::: WORKING DATA :::
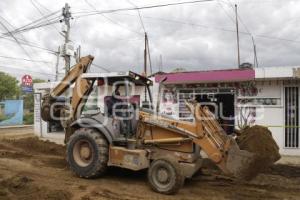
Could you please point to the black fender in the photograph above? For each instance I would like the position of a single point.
(93, 123)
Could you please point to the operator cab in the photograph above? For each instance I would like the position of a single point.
(120, 95)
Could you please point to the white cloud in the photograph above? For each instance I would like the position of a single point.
(120, 46)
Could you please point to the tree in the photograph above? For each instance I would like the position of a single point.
(9, 87)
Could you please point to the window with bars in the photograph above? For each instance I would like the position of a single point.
(291, 117)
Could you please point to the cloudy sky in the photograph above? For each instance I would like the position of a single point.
(196, 36)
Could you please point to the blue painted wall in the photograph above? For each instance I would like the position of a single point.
(13, 109)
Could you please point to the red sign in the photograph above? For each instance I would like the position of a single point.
(26, 80)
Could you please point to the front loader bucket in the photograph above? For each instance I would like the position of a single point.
(241, 164)
(254, 151)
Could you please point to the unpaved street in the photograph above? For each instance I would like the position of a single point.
(33, 169)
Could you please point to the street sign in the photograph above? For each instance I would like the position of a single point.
(27, 84)
(27, 80)
(27, 89)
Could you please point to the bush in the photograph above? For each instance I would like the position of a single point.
(28, 119)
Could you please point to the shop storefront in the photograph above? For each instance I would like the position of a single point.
(239, 98)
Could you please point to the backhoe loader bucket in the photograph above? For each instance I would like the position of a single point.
(254, 152)
(239, 163)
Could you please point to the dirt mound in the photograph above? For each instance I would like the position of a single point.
(23, 187)
(34, 145)
(60, 163)
(258, 140)
(285, 170)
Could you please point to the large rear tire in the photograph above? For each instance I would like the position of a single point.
(87, 153)
(165, 176)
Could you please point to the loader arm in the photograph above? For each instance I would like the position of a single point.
(52, 110)
(207, 133)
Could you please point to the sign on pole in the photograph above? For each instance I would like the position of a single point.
(27, 84)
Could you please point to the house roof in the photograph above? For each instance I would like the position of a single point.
(208, 76)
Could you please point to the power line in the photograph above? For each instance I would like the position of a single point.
(32, 45)
(13, 58)
(140, 8)
(214, 28)
(37, 20)
(26, 70)
(111, 20)
(35, 24)
(41, 13)
(100, 67)
(139, 13)
(17, 41)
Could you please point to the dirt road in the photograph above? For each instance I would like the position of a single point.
(33, 169)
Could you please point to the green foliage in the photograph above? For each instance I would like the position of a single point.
(8, 87)
(28, 119)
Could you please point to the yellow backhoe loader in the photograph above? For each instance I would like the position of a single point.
(133, 136)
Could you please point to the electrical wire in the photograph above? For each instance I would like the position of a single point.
(100, 67)
(32, 45)
(110, 19)
(139, 8)
(35, 24)
(12, 35)
(13, 58)
(139, 13)
(213, 28)
(26, 70)
(41, 13)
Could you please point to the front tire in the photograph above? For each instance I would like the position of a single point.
(165, 176)
(87, 153)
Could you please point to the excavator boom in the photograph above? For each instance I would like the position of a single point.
(207, 133)
(53, 110)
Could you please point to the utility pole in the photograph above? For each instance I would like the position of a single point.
(145, 55)
(57, 63)
(67, 16)
(237, 36)
(160, 63)
(145, 63)
(255, 55)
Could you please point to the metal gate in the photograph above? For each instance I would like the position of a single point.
(291, 117)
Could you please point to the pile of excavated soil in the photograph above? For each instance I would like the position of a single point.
(258, 140)
(34, 145)
(23, 187)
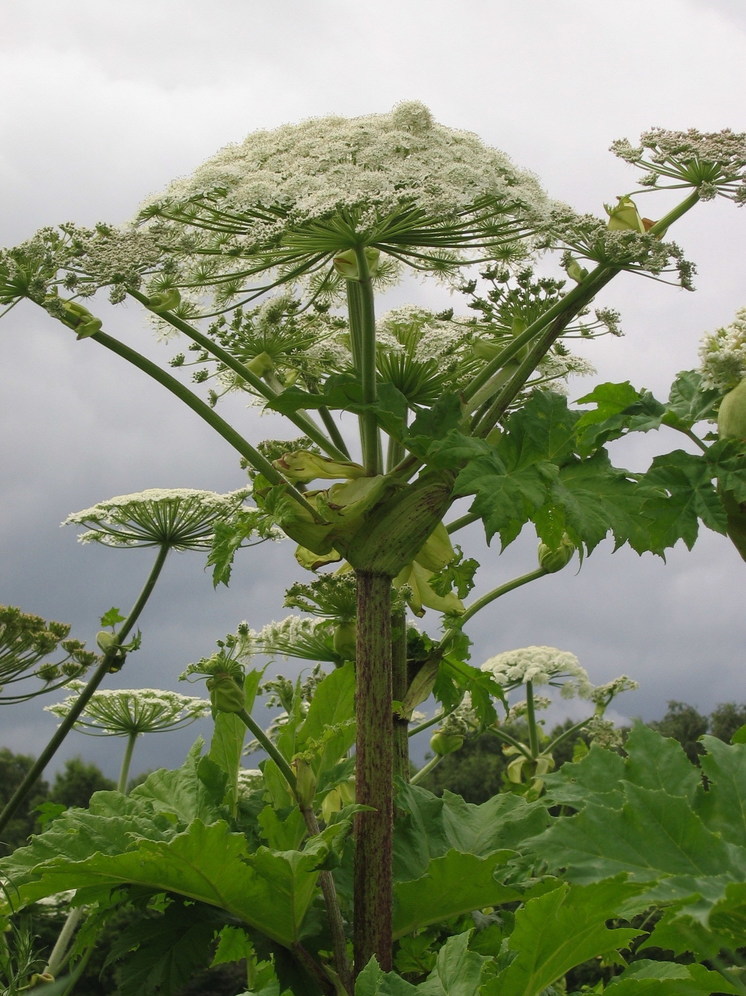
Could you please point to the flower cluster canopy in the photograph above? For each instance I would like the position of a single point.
(299, 195)
(178, 518)
(542, 666)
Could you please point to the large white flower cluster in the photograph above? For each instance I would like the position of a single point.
(180, 518)
(722, 355)
(129, 712)
(541, 666)
(367, 166)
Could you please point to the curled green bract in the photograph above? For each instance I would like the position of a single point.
(177, 518)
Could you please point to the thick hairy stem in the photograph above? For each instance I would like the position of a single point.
(94, 681)
(399, 685)
(374, 771)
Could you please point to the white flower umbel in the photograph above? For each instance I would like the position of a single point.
(541, 666)
(714, 163)
(307, 639)
(722, 355)
(179, 519)
(127, 712)
(300, 195)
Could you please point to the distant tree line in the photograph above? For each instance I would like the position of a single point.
(479, 769)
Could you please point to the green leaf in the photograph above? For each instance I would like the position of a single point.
(433, 425)
(373, 982)
(663, 978)
(186, 794)
(453, 884)
(686, 843)
(458, 971)
(619, 409)
(328, 729)
(589, 499)
(685, 494)
(504, 499)
(673, 771)
(723, 806)
(542, 429)
(270, 891)
(229, 733)
(112, 617)
(163, 953)
(689, 402)
(233, 945)
(596, 778)
(561, 929)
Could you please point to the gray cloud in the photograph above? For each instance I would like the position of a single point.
(109, 103)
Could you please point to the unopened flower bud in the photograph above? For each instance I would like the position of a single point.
(624, 216)
(554, 559)
(226, 695)
(732, 413)
(305, 781)
(442, 743)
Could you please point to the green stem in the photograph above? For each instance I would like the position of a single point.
(206, 413)
(326, 881)
(552, 324)
(425, 770)
(124, 771)
(399, 684)
(94, 681)
(533, 733)
(301, 419)
(363, 334)
(485, 600)
(333, 911)
(506, 738)
(373, 888)
(271, 750)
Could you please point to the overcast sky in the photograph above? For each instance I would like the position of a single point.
(105, 103)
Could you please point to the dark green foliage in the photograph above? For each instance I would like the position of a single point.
(75, 785)
(13, 769)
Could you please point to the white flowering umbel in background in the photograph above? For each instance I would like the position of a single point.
(119, 713)
(527, 669)
(175, 519)
(327, 212)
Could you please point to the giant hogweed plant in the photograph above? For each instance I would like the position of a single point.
(268, 262)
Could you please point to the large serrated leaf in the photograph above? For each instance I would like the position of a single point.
(268, 890)
(561, 929)
(458, 971)
(663, 978)
(372, 981)
(453, 884)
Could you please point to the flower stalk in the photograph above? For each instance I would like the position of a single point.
(111, 658)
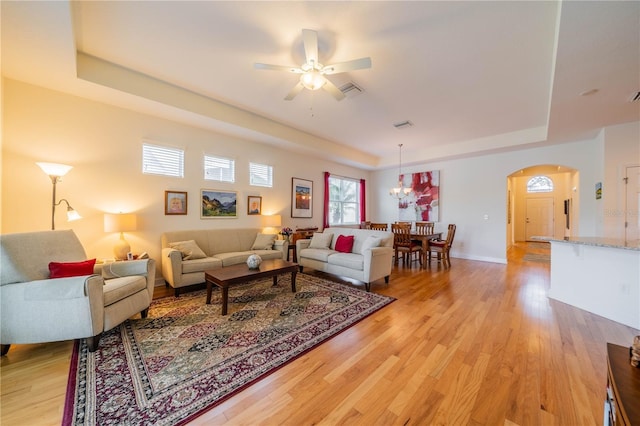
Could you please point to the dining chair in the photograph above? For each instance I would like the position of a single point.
(442, 247)
(402, 243)
(379, 226)
(425, 228)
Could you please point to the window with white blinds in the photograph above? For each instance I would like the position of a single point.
(219, 168)
(162, 160)
(260, 175)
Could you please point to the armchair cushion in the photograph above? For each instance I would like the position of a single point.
(189, 249)
(71, 269)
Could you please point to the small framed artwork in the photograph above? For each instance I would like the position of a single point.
(218, 204)
(254, 205)
(301, 198)
(175, 202)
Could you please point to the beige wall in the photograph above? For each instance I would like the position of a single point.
(103, 144)
(621, 149)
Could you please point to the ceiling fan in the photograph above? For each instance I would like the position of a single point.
(312, 73)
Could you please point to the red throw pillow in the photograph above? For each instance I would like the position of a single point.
(71, 269)
(344, 243)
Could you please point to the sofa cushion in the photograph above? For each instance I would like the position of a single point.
(121, 288)
(189, 249)
(71, 269)
(200, 265)
(370, 242)
(263, 242)
(321, 240)
(316, 254)
(233, 258)
(348, 260)
(344, 243)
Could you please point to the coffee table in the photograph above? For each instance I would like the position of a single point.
(241, 273)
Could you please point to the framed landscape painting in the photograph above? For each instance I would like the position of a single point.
(254, 205)
(301, 198)
(218, 204)
(175, 202)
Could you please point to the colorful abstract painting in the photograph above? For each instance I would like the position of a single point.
(423, 203)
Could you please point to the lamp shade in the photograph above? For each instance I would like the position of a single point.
(55, 169)
(120, 222)
(273, 221)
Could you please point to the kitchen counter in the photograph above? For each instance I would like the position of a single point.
(599, 275)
:::
### [DIRECTIONS FOR THIS TASK]
Copy out the lines starting at the one containing "Could you please point to the coffee" and ending with the last line of the entries. Include nothing else.

### [OUTPUT FOR THIS TASK]
Could you please point to the coffee table in the photograph above? For each instance I would like the position of a single point.
(241, 273)
Could you please point to the framed landscape painting in the photograph above? For each instance I would like the position of a single point.
(254, 205)
(301, 198)
(218, 204)
(175, 202)
Could you please point to the colorful abstract painting in the photograph above? For each instance I would like the position of a single point.
(423, 203)
Could you please point to the lamp shade in the photograph above? For each instance I would like the position of a single point.
(55, 169)
(120, 222)
(273, 221)
Could you please point to the kitchen counter in the photograph above? For each instance I would like the position of a single point.
(599, 275)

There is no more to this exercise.